> [Page]:
((
La volonté de « décoloniser » la scène artistique et de l’ouvrir en grand aux œuvres d’artistes des pays du Sud caractérise cette année le programme de la Documenta 15 à Cassel. Ce grand rendez-vous mondial de l’art contemporain, qui coïncide cette année avec la Biennale de Venise et attire les foules de visiteurs, se tient tous les cinq ans, depuis 1955. La jeune République Fédérale d’Allemagne voulait alors faire oublier l’hostilité nazie à l’art moderne, jugé « dégénéré », et afficher son opposition au réalisme socialiste de l’art des pays du bloc soviétique en organisant une grand exposition internationale rassemblant les artistes du « Monde libre ». Ouverte le 18 juin dernier, la quinzième édition de cette prestigieuse exposition rassemble pendant 100 jours, les œuvres de plus de 1 500 participants, exposées en quelque trente lieux différents de la ville de Cassel. Pour la première fois, la conception de la Documenta n’est pas confiée à un commissaire d’exposition célèbre (tel Harald Szeemann pour la Documenta 5 en 1972) mais à un collectif d’artistes indonésiens, Ruangrupa.
))
> [Objectif A]:
Sur la page, à qui la conception de la Documenta 15 est-elle confiée ?

> [Matériel de l'exercice]:
((
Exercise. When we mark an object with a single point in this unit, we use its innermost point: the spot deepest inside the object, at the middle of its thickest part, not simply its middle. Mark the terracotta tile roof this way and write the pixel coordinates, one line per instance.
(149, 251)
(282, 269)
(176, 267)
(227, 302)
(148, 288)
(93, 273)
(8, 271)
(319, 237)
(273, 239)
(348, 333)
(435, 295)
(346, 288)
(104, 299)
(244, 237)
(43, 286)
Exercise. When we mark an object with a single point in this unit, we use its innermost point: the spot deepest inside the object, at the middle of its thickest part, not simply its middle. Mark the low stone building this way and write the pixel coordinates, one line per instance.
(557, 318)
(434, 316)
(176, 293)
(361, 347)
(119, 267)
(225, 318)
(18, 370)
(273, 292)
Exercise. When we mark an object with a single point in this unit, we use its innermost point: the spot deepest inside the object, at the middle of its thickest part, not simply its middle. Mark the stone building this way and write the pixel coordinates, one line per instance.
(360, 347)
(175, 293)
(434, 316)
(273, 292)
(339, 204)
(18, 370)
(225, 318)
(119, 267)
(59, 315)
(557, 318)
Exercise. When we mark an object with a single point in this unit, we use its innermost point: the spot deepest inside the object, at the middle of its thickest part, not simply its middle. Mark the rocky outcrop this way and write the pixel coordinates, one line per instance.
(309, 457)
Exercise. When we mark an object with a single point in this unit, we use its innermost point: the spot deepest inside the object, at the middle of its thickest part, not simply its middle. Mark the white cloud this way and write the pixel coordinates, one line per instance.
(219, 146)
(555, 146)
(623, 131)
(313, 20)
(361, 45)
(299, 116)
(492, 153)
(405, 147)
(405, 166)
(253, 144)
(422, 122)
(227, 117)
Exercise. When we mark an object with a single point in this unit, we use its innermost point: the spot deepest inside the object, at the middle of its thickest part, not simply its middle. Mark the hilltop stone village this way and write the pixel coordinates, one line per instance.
))
> [Objectif B]:
Recopiez tel quel le passage des enregistrements qui va de la ligne contenant « Mark the white » jusqu'à la fin des enregistrements, les deux bouts compris.

> [Réponse finale A]:
À Ruangrupa, un collectif d'artistes indonésiens.

> [Réponse finale B]:
Exercise. When we mark an object with a single point in this unit, we use its innermost point: the spot deepest inside the object, at the middle of its thickest part, not simply its middle. Mark the white cloud this way and write the pixel coordinates, one line per instance.
(219, 146)
(555, 146)
(623, 131)
(313, 20)
(361, 45)
(299, 116)
(492, 153)
(405, 147)
(405, 166)
(253, 144)
(422, 122)
(227, 117)
Exercise. When we mark an object with a single point in this unit, we use its innermost point: the spot deepest inside the object, at the middle of its thickest part, not simply its middle. Mark the hilltop stone village this way and write the pixel coordinates, one line per instance.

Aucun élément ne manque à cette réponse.